:: DATA PROVIDED
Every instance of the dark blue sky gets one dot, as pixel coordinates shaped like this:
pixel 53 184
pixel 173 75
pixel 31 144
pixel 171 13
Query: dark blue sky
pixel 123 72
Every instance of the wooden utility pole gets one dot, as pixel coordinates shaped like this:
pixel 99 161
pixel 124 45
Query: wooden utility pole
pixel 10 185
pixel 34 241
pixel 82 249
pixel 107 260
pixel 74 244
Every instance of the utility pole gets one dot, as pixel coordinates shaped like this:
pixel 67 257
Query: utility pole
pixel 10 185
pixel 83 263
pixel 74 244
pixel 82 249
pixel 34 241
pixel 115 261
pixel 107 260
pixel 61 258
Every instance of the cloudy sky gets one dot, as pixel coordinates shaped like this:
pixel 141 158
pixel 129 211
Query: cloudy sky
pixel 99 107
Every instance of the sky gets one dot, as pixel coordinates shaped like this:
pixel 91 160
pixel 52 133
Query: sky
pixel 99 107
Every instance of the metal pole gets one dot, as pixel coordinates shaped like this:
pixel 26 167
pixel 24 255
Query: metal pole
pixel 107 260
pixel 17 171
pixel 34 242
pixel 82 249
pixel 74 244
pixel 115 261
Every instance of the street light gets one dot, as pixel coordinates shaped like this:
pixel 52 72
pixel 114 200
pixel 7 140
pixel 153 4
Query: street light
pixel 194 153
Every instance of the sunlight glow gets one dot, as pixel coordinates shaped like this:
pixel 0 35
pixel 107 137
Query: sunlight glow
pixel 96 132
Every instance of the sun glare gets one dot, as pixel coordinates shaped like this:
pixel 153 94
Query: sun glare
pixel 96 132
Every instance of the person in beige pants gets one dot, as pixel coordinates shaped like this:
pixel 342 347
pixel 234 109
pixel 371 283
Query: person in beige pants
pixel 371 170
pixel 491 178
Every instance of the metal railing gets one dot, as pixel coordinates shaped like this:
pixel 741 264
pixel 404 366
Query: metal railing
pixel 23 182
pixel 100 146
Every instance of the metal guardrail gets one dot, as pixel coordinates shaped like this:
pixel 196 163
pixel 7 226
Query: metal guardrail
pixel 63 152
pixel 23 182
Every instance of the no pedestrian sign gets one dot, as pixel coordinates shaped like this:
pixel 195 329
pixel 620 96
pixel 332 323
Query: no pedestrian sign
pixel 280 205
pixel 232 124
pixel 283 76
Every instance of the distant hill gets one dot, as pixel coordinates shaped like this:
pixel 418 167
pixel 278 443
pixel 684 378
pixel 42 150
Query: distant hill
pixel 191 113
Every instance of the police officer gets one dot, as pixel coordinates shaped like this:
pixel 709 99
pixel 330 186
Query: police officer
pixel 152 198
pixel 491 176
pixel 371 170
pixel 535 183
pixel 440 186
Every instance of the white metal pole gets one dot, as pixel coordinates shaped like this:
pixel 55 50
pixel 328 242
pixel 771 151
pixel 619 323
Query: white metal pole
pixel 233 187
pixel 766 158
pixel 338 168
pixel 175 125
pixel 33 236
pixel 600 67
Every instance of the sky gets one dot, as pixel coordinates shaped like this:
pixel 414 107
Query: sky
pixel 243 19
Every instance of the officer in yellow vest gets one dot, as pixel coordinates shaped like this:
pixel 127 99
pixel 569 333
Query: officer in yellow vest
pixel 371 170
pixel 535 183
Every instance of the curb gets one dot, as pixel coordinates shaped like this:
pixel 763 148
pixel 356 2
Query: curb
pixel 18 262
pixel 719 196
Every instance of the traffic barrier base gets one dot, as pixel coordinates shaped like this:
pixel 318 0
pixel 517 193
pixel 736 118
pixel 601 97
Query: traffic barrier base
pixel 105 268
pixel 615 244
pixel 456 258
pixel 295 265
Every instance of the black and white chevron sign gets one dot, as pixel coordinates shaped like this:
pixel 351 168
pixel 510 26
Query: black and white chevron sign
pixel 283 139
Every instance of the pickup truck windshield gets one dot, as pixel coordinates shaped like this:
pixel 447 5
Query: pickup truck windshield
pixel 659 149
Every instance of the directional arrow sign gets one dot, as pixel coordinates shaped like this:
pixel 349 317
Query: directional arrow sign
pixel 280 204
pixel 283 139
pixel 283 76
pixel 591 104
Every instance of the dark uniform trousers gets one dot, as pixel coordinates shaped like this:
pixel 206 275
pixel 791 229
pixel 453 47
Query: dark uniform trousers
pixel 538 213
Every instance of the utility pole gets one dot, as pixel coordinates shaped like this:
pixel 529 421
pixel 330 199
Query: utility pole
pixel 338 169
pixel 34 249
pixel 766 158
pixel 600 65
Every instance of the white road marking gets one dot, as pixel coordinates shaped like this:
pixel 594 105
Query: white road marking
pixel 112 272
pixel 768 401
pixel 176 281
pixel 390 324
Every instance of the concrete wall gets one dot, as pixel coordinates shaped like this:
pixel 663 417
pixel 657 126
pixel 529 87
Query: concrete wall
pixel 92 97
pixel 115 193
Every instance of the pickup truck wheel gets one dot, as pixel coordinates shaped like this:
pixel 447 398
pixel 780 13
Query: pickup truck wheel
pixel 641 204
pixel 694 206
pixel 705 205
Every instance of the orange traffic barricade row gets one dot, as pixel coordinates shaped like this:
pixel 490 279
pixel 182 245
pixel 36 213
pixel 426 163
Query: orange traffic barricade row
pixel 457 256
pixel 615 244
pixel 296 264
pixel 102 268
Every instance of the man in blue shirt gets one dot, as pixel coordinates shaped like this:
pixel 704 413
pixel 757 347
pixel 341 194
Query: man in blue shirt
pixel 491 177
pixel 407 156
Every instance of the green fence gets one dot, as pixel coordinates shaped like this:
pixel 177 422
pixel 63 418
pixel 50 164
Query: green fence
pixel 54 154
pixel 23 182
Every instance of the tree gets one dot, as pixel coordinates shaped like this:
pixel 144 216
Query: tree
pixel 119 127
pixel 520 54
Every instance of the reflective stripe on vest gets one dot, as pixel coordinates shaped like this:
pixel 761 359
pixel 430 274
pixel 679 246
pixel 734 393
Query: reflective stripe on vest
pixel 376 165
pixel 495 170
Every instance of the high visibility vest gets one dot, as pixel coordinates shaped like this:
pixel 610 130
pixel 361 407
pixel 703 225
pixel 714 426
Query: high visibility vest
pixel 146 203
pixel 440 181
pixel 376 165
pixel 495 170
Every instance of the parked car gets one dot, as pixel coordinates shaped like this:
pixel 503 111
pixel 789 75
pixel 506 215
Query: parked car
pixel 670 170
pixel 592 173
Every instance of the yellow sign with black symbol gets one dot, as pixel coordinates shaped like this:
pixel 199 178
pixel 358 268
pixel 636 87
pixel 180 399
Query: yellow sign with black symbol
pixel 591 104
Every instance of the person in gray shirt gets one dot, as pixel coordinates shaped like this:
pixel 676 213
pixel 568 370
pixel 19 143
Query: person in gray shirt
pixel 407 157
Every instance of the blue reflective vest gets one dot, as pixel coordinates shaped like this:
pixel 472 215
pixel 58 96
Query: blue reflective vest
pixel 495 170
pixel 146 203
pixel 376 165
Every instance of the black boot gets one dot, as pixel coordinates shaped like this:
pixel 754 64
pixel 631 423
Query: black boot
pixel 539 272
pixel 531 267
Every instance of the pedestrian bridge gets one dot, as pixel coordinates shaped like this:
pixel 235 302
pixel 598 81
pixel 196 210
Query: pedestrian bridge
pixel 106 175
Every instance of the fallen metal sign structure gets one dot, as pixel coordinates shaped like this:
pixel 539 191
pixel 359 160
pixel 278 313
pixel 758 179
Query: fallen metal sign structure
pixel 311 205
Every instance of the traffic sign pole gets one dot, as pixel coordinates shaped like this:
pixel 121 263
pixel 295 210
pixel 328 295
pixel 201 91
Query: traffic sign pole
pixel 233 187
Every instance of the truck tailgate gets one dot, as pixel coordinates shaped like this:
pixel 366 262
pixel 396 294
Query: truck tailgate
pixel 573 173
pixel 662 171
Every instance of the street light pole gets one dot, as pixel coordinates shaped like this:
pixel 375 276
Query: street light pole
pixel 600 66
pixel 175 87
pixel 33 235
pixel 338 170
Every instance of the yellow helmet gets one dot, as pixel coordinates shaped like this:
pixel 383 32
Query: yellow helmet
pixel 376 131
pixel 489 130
::::
:: DATA PROVIDED
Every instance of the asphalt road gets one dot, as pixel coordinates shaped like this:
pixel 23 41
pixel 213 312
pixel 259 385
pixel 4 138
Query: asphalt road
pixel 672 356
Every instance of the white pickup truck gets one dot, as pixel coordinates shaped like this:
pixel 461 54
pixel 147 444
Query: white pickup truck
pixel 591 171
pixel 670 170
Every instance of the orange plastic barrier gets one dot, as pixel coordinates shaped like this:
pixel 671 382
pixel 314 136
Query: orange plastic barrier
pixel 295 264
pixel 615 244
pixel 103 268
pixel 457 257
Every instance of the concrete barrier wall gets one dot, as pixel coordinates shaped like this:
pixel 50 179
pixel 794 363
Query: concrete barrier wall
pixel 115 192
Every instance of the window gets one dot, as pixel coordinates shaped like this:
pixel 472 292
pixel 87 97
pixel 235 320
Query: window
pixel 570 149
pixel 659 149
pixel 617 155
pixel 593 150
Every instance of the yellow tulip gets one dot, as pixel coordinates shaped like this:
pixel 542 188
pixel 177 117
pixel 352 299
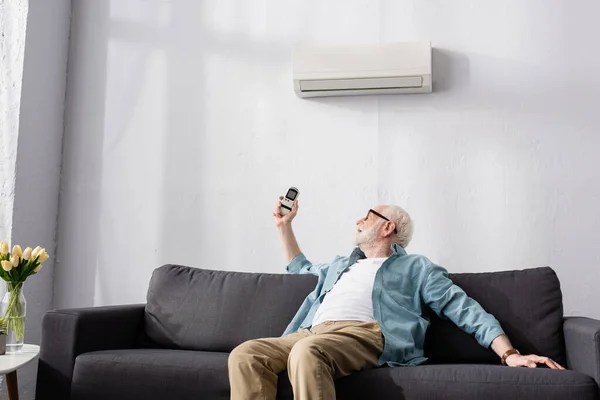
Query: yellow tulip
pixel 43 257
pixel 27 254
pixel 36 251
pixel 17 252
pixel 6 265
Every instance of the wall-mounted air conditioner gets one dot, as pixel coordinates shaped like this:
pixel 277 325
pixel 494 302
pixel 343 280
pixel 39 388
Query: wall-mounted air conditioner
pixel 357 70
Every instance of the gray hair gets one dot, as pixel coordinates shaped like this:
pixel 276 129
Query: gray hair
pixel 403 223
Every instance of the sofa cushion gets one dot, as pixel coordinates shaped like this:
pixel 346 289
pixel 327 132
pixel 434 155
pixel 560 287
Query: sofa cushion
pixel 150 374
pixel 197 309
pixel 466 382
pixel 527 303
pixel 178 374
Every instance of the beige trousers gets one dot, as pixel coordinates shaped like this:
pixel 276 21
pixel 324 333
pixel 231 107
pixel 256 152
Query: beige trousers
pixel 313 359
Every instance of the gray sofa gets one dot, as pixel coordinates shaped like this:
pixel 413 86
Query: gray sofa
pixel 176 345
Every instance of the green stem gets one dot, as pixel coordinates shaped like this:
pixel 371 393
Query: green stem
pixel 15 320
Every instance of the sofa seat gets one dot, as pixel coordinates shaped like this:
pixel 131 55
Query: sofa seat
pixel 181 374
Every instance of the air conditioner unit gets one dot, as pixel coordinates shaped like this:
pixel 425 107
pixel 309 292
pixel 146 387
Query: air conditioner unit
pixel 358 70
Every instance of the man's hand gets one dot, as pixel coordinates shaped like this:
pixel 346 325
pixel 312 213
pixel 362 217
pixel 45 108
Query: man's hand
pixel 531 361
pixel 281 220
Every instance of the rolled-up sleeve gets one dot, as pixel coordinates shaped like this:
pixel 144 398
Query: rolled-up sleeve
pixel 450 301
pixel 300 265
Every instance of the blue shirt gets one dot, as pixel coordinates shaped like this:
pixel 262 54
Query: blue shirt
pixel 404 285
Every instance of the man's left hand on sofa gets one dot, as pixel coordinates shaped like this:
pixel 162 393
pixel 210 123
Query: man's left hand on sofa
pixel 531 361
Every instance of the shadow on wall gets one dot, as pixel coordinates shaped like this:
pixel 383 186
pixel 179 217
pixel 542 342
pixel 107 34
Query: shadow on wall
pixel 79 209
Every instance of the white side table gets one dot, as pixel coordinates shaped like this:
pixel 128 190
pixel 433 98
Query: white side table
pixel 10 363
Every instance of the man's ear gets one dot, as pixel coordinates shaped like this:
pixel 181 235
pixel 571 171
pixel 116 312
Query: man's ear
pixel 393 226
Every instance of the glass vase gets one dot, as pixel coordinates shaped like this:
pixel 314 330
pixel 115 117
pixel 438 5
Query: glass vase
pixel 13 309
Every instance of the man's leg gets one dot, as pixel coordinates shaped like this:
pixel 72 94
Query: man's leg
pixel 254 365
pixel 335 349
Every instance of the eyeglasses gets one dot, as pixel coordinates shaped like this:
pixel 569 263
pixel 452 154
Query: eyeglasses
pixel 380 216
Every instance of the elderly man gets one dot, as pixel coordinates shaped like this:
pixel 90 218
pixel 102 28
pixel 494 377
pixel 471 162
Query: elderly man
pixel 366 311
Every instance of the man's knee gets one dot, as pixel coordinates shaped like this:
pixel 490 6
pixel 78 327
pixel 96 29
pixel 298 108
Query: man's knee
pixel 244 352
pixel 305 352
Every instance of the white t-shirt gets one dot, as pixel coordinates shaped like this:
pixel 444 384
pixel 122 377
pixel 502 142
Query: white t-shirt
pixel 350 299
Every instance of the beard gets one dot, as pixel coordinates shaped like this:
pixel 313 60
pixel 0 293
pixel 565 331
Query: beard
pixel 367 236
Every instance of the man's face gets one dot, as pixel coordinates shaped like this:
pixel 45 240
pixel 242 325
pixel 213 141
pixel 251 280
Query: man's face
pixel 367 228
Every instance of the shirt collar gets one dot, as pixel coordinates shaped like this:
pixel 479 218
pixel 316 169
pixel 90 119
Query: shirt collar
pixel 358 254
::::
:: DATA PROVIDED
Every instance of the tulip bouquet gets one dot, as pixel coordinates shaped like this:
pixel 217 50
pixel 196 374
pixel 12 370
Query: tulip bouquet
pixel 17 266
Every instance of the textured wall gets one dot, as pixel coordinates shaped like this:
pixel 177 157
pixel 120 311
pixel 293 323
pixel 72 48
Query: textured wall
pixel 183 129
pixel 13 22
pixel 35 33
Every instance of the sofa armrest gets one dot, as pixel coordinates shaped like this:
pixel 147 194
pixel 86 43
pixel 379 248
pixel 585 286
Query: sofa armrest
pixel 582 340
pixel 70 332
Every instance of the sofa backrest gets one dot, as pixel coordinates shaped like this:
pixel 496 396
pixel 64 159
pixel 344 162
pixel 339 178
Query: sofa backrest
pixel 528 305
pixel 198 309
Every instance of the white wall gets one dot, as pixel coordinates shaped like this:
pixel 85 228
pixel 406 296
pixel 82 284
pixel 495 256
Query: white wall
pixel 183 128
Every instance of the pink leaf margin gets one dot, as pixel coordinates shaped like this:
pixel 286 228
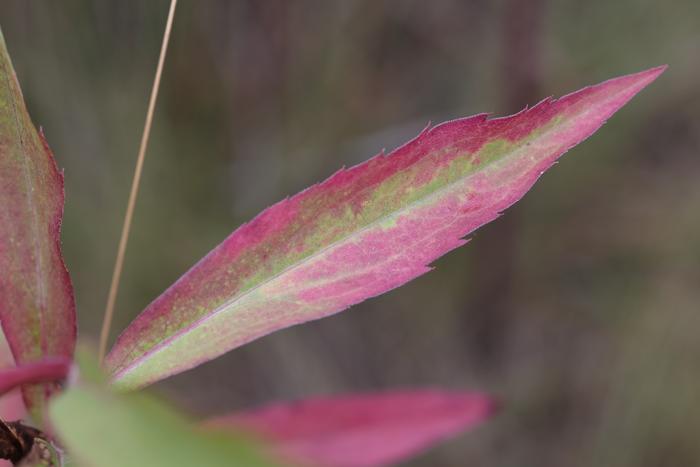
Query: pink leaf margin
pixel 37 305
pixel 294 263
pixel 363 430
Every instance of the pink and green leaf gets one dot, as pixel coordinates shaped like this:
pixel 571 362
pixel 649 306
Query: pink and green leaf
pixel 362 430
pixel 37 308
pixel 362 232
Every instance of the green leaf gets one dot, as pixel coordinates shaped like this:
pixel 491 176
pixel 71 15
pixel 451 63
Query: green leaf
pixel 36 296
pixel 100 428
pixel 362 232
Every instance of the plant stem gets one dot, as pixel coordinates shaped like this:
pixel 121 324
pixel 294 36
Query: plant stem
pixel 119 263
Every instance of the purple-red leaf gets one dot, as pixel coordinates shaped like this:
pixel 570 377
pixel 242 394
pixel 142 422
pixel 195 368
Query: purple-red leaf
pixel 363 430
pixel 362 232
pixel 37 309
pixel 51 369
::::
Print the lines of the entries word for word, starting at the line containing "Every instance of the yellow helmet" and ending at the line containing "pixel 489 130", both included.

Every instance of the yellow helmet gets one dot, as pixel coordinates shaped like this:
pixel 383 32
Query: yellow helmet
pixel 376 131
pixel 489 130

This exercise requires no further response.